What you need to do
Nothing but the lines from the one containing "black shorts in the photo above." to the end of the data should be returned, exactly as written; pictures are omitted.

◇ ◇ ◇ ◇ ◇ ◇ ◇

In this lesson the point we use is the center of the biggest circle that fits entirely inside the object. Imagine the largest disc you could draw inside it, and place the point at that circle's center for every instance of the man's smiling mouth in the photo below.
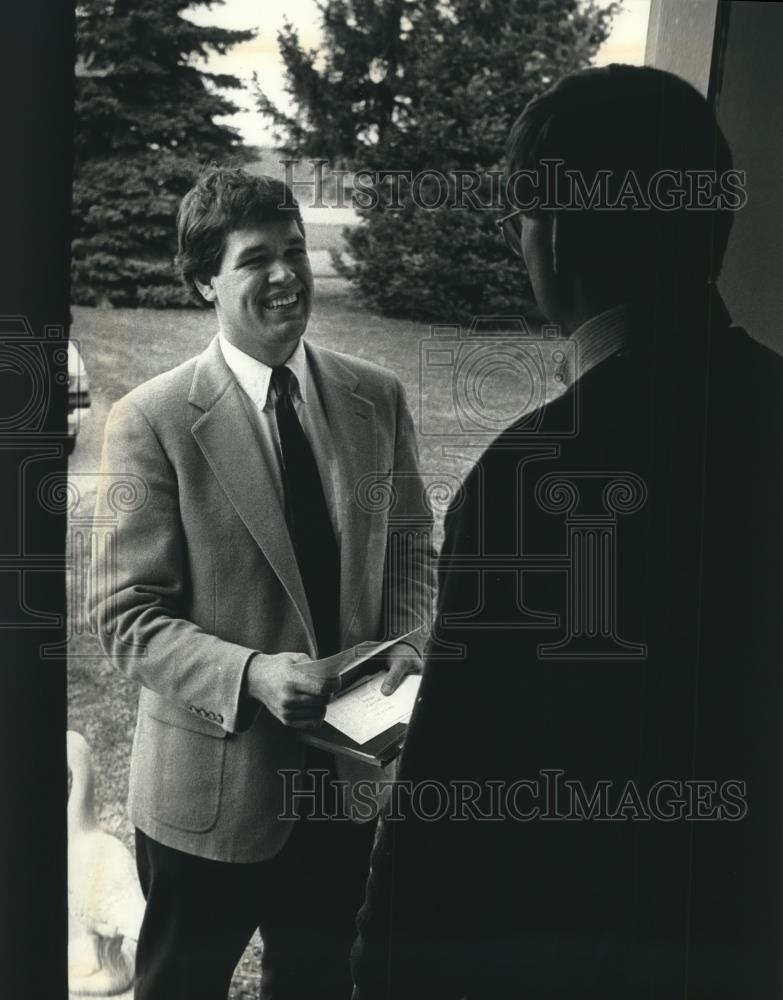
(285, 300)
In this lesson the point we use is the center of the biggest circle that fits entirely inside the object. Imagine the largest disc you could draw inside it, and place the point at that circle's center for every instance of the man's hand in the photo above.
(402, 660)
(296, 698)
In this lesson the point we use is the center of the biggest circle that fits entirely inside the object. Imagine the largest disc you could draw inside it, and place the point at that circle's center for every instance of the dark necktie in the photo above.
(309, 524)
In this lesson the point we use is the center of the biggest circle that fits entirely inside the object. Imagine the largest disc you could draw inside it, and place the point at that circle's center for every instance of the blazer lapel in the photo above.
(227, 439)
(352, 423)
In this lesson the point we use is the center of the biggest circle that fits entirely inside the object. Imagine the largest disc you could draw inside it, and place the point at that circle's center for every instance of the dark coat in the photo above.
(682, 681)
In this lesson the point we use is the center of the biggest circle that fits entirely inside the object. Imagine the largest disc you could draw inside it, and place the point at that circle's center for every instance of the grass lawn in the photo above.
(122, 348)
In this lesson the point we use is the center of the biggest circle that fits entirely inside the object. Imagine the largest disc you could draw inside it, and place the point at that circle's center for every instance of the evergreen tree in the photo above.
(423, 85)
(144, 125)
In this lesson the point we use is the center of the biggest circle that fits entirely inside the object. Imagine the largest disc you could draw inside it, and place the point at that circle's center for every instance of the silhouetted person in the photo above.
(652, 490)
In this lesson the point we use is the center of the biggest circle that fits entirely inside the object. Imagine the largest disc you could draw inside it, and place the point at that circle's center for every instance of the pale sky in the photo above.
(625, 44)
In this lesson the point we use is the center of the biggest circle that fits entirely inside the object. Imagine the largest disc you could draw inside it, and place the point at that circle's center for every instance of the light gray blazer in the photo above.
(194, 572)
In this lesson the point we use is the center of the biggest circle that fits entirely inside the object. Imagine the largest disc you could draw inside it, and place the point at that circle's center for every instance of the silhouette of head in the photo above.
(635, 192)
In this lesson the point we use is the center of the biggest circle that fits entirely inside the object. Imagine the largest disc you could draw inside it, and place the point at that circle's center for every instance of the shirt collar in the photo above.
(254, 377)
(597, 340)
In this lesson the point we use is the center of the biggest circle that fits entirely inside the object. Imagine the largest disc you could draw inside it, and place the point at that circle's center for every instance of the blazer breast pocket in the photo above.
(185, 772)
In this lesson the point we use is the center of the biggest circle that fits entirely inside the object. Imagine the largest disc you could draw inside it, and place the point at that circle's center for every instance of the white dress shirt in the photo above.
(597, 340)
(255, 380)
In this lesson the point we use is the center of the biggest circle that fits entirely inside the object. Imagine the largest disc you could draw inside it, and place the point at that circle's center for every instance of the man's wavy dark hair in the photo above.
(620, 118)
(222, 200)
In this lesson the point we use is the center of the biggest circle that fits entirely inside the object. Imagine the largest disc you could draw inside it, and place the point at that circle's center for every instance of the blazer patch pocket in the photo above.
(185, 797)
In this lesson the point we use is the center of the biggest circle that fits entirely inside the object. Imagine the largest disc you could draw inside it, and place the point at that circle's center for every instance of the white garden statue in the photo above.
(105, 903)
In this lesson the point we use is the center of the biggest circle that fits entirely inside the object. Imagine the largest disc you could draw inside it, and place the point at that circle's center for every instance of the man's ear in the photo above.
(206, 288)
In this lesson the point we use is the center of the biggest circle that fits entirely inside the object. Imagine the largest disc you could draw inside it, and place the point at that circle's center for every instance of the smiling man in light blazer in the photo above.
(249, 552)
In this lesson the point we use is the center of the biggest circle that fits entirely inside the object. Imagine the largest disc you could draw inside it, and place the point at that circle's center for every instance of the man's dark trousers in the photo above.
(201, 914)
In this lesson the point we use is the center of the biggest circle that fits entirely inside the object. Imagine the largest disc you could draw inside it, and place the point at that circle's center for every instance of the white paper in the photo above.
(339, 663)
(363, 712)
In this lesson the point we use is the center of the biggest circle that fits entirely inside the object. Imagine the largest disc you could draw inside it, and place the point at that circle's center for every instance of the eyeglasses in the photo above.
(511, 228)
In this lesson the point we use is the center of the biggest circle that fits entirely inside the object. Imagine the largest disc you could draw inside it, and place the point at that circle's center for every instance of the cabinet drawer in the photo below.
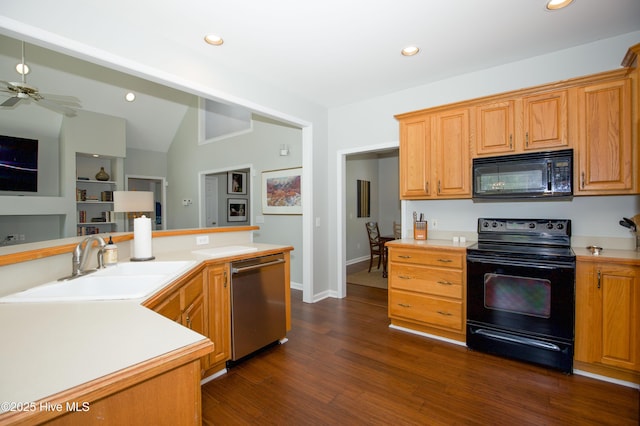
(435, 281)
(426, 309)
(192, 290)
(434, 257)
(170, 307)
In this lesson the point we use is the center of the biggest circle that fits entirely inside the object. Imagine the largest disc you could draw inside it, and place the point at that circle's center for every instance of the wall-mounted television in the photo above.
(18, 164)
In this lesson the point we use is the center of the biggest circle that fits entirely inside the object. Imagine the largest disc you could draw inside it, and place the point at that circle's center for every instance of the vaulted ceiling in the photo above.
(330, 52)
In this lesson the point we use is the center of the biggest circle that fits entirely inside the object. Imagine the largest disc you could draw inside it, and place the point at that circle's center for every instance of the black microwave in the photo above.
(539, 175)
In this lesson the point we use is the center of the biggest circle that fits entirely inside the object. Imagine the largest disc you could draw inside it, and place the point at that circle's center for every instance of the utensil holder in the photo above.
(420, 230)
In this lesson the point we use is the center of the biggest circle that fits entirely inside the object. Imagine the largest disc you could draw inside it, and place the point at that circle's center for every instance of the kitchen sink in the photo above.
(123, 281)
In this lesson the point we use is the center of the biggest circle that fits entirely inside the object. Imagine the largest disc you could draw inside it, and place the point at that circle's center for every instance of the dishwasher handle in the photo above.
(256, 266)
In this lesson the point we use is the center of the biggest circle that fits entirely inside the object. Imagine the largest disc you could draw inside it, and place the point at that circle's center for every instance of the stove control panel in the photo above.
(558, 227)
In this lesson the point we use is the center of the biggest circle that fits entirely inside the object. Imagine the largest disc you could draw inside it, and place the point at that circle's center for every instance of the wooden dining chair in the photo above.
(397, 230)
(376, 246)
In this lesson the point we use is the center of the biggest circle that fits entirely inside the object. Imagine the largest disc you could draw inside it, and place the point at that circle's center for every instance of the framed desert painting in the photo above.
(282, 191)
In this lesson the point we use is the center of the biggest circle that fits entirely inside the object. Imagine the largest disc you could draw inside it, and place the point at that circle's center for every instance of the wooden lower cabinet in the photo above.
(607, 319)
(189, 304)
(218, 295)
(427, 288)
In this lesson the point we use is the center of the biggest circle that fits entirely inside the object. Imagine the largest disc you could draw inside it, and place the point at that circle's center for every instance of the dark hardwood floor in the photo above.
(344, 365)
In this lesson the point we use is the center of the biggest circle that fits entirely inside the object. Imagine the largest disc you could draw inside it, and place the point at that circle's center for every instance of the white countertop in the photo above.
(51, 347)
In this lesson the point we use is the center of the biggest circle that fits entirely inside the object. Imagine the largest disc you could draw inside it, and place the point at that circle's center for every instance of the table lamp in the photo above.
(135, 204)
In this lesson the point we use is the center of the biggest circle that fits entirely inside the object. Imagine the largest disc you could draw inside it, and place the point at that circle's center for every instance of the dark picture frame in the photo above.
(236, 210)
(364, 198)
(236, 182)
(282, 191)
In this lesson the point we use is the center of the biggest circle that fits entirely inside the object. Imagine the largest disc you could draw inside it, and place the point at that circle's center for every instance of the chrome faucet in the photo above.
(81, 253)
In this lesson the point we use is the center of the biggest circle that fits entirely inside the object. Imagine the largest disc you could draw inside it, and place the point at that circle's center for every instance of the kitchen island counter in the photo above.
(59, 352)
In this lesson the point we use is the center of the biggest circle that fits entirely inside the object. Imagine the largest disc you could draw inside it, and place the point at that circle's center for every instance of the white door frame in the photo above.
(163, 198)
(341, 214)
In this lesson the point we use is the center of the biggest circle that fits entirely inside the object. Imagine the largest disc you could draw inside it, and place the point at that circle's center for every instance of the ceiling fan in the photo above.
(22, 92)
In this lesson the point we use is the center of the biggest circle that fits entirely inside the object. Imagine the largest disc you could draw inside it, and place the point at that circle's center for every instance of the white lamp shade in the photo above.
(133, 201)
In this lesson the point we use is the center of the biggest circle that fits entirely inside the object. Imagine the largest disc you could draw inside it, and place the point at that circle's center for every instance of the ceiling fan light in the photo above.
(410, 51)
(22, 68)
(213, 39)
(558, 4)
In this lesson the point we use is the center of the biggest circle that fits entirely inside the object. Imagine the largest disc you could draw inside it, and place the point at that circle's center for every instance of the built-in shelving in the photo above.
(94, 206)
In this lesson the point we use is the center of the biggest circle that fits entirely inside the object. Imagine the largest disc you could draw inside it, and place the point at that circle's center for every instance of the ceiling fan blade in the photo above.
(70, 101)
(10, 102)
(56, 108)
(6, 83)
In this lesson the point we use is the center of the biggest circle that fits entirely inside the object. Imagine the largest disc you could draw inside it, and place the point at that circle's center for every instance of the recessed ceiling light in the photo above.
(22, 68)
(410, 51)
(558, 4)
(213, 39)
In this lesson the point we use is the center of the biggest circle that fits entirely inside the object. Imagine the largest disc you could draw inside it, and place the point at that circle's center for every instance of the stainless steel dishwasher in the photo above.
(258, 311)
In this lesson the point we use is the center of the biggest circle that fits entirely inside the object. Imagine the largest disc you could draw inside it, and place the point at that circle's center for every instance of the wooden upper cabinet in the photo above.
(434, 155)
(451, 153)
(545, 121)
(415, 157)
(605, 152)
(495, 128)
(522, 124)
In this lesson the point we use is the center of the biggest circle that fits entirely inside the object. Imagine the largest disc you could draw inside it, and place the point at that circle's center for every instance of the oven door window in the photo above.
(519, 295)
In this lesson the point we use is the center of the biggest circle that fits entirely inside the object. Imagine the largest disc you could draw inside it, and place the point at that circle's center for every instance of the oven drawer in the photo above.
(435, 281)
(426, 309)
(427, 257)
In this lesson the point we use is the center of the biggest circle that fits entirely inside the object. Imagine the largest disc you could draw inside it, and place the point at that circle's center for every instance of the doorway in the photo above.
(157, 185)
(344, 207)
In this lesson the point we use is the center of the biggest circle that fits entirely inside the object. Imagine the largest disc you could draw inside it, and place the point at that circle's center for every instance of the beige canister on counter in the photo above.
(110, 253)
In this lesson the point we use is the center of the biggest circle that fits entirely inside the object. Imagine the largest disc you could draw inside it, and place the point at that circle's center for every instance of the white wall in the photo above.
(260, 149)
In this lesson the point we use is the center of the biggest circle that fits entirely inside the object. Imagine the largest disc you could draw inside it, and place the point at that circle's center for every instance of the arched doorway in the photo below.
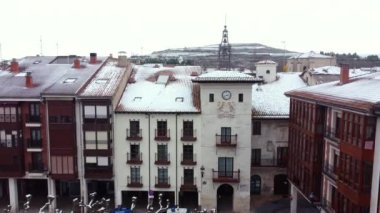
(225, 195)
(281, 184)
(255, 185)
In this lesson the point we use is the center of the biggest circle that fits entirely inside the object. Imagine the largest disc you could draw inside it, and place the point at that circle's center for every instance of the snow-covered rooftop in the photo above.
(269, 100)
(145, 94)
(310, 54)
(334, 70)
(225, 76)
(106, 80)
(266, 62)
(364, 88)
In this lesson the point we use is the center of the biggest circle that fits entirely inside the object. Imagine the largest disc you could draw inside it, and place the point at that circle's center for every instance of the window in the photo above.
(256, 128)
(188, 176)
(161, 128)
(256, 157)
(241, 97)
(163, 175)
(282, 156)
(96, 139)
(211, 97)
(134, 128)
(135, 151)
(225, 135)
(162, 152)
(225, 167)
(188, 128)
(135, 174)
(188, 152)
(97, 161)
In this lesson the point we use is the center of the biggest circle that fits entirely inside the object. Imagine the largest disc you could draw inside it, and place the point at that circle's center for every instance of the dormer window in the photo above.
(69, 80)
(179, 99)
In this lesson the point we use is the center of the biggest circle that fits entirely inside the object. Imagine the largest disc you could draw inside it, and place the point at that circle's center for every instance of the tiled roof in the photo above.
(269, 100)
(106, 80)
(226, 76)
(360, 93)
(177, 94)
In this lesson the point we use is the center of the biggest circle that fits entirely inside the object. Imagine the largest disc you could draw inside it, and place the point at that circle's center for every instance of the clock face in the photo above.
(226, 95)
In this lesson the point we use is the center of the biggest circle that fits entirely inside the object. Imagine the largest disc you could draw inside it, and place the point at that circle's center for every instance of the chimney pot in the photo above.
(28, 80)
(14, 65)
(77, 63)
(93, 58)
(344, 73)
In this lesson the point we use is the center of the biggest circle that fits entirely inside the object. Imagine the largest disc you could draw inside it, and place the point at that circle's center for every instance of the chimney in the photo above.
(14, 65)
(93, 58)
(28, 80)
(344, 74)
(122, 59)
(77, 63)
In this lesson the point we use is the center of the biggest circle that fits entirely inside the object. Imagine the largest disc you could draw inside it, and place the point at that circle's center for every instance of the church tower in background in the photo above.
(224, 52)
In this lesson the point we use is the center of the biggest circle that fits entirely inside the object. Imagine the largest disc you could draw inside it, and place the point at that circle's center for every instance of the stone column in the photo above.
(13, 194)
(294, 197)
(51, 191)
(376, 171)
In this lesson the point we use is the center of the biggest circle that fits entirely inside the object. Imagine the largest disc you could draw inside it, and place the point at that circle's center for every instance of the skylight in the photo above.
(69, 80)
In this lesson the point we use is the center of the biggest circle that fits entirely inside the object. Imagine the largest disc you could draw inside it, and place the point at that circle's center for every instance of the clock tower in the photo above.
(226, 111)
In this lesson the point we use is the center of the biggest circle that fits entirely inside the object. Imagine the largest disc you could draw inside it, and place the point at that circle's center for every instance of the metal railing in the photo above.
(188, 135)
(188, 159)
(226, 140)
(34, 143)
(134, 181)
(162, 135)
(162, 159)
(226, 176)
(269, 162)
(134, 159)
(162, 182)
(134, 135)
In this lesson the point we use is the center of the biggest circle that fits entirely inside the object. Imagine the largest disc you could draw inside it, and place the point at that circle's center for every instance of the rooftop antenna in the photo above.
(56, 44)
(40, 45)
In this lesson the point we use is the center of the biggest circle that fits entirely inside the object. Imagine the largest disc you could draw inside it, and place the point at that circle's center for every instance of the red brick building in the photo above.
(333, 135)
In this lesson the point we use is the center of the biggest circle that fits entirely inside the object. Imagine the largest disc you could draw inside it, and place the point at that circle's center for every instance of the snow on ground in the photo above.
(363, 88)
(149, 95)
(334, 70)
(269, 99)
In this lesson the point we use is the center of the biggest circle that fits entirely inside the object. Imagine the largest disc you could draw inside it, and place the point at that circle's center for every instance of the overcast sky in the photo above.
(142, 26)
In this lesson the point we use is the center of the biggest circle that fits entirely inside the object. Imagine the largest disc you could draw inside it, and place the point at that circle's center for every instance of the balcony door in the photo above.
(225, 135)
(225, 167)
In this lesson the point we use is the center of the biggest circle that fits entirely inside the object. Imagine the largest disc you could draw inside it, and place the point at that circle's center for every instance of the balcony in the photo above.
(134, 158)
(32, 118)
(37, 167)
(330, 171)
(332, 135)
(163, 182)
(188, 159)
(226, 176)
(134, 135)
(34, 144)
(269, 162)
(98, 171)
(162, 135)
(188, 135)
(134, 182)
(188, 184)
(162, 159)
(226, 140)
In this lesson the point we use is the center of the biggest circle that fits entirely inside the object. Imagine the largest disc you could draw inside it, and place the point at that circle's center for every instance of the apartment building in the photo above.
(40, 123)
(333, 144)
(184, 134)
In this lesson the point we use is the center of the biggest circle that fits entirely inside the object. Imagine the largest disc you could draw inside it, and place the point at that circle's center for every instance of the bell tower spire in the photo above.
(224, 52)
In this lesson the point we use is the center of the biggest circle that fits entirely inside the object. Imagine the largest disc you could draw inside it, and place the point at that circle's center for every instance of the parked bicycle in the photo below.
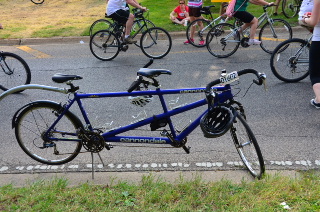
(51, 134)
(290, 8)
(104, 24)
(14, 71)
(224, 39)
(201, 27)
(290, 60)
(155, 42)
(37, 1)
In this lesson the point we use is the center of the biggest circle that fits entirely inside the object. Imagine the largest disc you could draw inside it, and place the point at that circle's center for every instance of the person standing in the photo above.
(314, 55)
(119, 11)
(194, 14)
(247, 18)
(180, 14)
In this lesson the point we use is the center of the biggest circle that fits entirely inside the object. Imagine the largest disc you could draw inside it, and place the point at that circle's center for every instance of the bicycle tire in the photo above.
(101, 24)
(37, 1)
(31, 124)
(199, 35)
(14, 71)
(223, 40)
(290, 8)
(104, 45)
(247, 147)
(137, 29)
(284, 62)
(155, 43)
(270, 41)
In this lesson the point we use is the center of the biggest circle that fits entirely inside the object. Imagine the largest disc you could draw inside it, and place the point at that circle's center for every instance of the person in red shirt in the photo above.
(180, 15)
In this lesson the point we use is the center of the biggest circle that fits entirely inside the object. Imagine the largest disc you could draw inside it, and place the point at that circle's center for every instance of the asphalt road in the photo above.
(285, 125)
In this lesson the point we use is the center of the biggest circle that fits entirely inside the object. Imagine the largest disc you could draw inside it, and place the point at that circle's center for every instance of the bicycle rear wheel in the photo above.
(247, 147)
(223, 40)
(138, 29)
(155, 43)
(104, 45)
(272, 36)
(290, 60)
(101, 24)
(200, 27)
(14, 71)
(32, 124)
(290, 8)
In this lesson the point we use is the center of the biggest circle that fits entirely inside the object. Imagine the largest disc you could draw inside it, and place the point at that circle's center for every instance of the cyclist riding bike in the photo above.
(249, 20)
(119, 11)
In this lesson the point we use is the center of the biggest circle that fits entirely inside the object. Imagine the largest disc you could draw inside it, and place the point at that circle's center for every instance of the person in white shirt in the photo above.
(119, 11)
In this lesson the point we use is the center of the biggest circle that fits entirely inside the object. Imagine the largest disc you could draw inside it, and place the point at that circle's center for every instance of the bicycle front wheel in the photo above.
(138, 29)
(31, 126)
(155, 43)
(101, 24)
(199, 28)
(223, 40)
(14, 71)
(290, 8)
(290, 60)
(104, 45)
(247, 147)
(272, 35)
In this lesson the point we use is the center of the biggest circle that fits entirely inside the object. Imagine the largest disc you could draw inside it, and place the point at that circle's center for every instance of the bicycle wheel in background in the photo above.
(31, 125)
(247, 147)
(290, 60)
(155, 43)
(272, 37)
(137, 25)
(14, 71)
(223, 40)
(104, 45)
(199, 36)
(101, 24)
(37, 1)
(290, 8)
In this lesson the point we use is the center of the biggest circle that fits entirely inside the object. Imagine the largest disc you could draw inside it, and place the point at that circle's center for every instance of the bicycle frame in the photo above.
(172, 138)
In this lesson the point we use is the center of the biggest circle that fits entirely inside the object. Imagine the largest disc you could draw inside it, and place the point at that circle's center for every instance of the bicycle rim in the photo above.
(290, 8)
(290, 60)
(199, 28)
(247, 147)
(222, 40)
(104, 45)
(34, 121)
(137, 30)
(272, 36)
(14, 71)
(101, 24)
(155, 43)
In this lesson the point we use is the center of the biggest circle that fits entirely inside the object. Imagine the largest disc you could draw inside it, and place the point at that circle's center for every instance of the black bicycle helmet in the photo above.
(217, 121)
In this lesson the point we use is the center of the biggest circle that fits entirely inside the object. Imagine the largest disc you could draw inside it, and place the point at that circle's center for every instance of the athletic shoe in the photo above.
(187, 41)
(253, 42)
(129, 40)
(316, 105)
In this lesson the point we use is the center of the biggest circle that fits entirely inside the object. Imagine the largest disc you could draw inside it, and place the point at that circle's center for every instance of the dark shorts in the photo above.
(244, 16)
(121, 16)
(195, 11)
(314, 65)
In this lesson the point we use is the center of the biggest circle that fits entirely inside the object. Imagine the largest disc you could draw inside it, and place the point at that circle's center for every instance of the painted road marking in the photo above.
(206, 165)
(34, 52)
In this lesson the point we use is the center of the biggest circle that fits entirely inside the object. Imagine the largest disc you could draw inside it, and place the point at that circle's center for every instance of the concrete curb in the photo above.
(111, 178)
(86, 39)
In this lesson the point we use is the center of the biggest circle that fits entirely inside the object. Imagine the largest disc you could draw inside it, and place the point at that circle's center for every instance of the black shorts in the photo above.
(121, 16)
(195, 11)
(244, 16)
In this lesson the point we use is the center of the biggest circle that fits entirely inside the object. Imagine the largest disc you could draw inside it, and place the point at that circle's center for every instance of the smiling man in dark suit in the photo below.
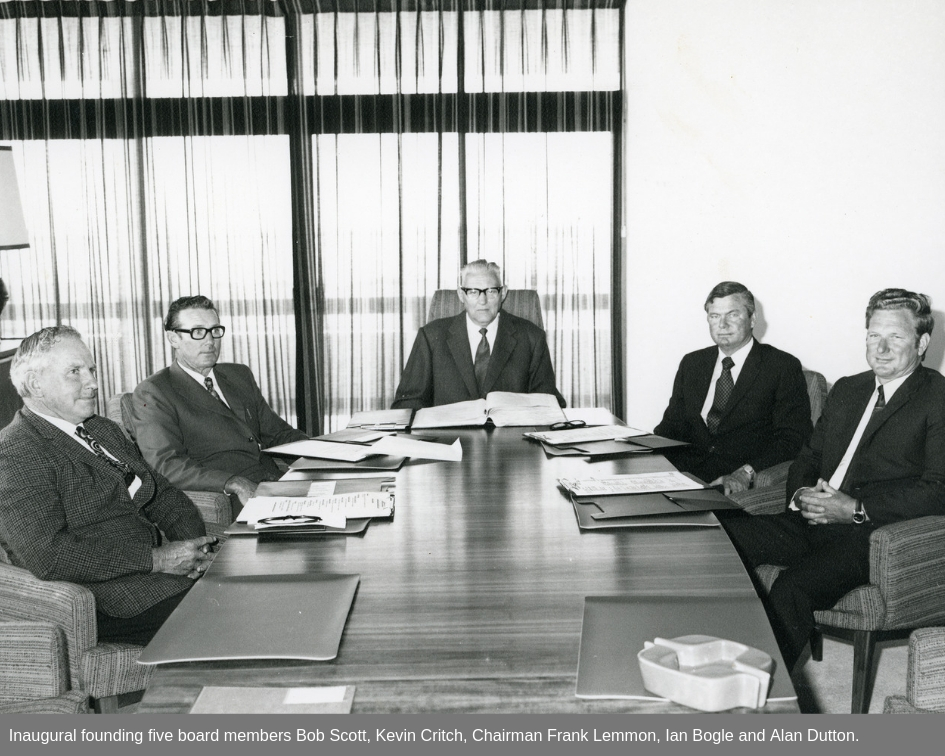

◇ ◇ ◇ ◇ ◇ ◇ ◇

Answer for the task
In this lesson the point we use is the center of the biggest circle that fits entirely inside the object. Imagine the largest disc you could draw inside it, and place the point at that circle's center for every instance of the black shorts in the photo above.
(121, 16)
(195, 11)
(244, 16)
In this lesson the point we use is the center of the biggest circle that fits entirely inside the object. Imagine the largest disc you could draw inside it, and place the point at that circle's center for every instance of the smiling man in dark suit in the photo below.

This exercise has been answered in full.